Begin Excerpted records

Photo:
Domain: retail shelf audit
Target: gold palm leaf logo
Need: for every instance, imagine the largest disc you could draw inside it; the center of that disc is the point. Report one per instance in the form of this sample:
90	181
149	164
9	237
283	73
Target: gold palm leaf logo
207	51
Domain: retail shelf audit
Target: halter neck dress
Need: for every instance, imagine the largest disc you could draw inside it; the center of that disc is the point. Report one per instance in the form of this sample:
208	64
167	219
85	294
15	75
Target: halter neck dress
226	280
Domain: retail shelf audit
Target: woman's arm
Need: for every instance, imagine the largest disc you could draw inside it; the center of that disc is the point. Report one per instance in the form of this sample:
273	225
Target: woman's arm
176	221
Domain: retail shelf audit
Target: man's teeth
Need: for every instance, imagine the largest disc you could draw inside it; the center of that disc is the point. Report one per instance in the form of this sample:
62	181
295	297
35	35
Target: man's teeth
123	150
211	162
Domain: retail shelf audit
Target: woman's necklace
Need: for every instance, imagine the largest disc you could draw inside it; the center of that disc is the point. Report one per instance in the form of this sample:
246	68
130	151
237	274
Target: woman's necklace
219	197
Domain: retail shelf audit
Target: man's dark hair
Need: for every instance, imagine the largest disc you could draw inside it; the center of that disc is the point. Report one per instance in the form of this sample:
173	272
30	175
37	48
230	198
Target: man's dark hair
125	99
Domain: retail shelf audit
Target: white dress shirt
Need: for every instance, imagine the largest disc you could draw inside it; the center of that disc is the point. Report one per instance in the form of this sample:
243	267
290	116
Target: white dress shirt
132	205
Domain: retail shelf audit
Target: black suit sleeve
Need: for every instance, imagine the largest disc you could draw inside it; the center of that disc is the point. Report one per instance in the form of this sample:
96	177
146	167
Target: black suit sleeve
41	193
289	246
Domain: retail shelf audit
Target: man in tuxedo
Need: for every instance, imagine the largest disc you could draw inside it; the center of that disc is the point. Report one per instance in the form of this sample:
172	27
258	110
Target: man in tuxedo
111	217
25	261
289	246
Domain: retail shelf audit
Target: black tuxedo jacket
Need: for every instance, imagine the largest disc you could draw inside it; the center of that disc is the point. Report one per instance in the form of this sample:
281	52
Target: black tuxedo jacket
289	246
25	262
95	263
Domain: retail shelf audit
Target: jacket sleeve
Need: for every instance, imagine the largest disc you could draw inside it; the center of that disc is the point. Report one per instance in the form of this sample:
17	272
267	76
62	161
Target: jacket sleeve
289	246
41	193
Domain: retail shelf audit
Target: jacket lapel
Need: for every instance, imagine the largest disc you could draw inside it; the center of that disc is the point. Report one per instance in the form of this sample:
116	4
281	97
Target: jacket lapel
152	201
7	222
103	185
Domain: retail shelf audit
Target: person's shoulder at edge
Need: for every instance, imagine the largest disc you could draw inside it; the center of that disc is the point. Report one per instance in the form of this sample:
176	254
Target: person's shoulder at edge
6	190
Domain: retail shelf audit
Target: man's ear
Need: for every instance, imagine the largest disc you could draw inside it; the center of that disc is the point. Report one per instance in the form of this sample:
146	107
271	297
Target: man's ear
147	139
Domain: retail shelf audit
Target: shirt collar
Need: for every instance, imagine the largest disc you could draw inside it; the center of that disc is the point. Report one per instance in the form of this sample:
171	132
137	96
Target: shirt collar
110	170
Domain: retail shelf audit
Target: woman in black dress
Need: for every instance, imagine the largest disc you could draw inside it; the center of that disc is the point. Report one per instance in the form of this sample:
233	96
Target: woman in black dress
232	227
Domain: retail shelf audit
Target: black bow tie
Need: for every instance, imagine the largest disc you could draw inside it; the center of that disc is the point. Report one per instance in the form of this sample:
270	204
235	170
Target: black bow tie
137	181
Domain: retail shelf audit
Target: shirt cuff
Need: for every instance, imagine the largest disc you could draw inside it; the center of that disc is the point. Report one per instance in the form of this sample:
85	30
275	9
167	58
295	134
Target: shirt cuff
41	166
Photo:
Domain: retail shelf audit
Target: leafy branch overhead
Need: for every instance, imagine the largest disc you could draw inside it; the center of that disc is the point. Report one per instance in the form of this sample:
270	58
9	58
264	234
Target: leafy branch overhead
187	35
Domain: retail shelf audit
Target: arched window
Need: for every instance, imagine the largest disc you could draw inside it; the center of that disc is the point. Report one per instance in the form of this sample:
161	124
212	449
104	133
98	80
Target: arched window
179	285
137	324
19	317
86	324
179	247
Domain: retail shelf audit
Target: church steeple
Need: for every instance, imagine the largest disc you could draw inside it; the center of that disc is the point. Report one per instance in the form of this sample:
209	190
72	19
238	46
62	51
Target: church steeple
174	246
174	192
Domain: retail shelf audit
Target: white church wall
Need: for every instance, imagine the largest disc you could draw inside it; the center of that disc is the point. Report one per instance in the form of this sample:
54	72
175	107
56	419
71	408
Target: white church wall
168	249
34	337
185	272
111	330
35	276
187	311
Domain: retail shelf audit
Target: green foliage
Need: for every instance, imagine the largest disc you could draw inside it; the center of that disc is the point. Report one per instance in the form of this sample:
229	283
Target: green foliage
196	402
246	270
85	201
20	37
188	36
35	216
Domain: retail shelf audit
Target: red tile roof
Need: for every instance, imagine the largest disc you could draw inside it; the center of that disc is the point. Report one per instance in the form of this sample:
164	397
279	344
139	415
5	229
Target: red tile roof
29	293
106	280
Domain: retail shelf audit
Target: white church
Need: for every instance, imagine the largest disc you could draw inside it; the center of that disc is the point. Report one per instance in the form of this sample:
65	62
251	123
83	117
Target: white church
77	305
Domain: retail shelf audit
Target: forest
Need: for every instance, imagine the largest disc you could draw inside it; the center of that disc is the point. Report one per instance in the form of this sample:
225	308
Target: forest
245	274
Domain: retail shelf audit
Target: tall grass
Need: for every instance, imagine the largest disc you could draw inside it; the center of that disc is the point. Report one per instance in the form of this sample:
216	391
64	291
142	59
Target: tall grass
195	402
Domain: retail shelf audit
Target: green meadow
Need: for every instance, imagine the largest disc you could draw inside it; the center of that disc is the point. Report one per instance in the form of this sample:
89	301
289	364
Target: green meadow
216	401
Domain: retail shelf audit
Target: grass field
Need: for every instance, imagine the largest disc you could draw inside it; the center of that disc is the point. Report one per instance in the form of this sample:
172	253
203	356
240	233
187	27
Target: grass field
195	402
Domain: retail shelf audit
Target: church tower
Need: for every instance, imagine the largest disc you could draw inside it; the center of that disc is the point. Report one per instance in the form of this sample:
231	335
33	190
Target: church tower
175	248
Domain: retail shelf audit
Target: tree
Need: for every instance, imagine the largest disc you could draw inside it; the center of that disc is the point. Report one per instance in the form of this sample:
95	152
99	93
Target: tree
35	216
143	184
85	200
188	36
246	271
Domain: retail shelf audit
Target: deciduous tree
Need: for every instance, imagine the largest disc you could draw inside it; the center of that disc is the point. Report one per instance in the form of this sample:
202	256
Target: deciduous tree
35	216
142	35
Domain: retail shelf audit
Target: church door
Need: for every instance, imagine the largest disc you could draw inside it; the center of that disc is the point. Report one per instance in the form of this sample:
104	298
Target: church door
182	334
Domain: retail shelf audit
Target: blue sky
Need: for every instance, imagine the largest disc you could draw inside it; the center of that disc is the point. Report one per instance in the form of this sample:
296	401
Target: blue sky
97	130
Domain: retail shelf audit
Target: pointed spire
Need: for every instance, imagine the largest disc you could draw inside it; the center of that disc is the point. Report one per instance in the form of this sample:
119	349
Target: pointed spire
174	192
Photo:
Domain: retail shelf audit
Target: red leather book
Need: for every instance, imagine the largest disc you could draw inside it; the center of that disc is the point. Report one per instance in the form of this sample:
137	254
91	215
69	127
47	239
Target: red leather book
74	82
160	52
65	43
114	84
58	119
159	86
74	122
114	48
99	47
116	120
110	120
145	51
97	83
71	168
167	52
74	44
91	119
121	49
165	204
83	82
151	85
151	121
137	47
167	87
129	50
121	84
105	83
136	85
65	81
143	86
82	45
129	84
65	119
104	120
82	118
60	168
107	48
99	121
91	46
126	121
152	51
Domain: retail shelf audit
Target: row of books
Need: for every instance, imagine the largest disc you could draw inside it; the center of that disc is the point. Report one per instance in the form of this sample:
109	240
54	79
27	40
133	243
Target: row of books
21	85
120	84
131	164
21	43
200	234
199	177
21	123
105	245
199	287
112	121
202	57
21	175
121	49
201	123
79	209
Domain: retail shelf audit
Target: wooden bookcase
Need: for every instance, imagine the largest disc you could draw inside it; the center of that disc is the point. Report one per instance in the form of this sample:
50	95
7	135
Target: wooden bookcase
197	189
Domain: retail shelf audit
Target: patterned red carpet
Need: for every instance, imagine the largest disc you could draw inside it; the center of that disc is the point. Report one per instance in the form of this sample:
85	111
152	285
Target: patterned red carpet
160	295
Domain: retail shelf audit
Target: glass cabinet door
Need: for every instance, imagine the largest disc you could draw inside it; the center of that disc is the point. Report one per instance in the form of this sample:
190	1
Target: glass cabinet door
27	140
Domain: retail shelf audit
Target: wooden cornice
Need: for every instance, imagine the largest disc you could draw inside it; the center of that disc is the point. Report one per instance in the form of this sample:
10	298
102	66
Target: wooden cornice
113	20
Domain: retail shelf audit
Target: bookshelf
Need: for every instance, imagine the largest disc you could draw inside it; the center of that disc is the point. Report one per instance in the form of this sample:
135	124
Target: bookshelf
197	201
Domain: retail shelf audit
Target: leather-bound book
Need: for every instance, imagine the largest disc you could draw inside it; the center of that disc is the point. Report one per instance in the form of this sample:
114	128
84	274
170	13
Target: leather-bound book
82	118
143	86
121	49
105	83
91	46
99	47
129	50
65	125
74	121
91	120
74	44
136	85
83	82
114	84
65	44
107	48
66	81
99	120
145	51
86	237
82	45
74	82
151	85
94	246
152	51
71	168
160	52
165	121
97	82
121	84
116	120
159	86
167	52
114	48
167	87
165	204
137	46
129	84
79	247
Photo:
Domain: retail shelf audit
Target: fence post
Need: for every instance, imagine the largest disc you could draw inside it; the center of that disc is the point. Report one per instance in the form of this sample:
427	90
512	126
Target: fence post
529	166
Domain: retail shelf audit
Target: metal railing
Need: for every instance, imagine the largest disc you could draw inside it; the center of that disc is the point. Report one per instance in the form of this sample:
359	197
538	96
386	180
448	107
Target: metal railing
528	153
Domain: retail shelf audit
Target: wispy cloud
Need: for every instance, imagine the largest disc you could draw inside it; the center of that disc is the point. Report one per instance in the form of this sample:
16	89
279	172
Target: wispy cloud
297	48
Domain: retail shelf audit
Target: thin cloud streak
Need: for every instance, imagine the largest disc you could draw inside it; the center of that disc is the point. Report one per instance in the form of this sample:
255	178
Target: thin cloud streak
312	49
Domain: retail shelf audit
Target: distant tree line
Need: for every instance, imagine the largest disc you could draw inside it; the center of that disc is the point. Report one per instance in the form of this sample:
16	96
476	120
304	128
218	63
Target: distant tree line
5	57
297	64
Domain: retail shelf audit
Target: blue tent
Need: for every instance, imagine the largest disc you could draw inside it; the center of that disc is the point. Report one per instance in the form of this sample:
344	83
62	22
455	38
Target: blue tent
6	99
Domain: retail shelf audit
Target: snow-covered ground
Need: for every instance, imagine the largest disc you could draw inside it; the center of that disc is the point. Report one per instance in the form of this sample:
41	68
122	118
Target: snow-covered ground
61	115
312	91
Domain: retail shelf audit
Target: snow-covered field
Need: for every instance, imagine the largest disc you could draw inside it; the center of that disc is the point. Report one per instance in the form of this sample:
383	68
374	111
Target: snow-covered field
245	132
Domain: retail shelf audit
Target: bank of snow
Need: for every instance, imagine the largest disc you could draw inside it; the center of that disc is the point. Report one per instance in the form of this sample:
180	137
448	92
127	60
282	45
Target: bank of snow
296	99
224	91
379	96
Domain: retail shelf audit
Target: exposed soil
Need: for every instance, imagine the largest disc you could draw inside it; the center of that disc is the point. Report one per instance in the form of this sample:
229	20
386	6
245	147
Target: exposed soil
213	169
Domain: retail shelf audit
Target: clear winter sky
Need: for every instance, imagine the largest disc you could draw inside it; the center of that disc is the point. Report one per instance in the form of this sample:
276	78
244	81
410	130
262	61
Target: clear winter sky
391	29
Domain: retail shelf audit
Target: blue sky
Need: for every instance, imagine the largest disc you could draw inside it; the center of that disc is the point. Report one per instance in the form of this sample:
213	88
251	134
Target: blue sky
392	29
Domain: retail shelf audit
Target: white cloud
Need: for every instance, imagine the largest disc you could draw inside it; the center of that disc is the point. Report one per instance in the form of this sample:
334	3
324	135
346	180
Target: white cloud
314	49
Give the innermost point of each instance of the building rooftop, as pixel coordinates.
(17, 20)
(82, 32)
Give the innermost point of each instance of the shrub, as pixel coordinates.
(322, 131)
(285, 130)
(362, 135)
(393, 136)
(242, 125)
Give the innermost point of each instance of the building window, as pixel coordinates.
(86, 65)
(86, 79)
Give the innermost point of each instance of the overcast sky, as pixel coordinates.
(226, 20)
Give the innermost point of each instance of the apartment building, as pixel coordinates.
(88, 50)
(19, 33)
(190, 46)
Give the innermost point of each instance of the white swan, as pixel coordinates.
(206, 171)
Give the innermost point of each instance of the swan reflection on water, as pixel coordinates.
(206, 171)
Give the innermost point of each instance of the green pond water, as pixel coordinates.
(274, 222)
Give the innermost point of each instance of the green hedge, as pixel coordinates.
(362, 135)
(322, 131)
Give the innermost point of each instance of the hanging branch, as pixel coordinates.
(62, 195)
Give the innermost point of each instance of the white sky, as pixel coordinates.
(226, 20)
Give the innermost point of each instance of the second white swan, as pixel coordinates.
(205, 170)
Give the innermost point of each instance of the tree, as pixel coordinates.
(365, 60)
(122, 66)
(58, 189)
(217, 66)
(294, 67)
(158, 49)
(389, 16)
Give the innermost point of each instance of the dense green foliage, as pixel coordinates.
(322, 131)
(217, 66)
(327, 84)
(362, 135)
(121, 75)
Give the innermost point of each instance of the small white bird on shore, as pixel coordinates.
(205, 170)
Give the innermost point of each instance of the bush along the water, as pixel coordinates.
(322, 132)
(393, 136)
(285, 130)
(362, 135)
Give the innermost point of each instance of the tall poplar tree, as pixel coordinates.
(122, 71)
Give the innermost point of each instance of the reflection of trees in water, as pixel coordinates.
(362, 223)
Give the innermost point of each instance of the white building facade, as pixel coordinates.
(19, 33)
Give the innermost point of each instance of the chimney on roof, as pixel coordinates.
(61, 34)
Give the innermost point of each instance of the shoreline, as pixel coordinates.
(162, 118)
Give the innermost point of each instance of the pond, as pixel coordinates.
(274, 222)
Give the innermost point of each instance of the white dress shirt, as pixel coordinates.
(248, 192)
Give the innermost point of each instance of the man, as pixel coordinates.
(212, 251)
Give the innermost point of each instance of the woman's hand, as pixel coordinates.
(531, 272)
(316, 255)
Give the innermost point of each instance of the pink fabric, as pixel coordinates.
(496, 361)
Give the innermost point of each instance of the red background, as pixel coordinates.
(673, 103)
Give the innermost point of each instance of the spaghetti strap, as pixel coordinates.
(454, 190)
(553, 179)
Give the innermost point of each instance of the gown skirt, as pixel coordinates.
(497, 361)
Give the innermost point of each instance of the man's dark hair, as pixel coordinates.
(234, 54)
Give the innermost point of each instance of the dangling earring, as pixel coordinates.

End Excerpted records

What this task involves: Please print, without any change, the lines starting with the line that contains "Give the innermost point of each instance of the woman's" and going on through the last line of the rows, with both of those lines included.

Response to this exercise:
Give the innermost point of each instance of the woman's hand, as pixel coordinates.
(531, 272)
(316, 255)
Give the innermost point of each instance of the pink fabric, as pixel coordinates.
(496, 361)
Give the innermost point of each instance of the red background, as pixel coordinates.
(673, 103)
Give the innermost point of each instance of the spaghetti strap, as pixel coordinates.
(454, 190)
(553, 179)
Give the innermost point of each instance of the gown skirt, as pixel coordinates.
(497, 361)
Give the innermost point of each instance of the man's dark hair, as pixel coordinates.
(234, 54)
Give the innermost point of each instance of the dangling earring, as pixel coordinates.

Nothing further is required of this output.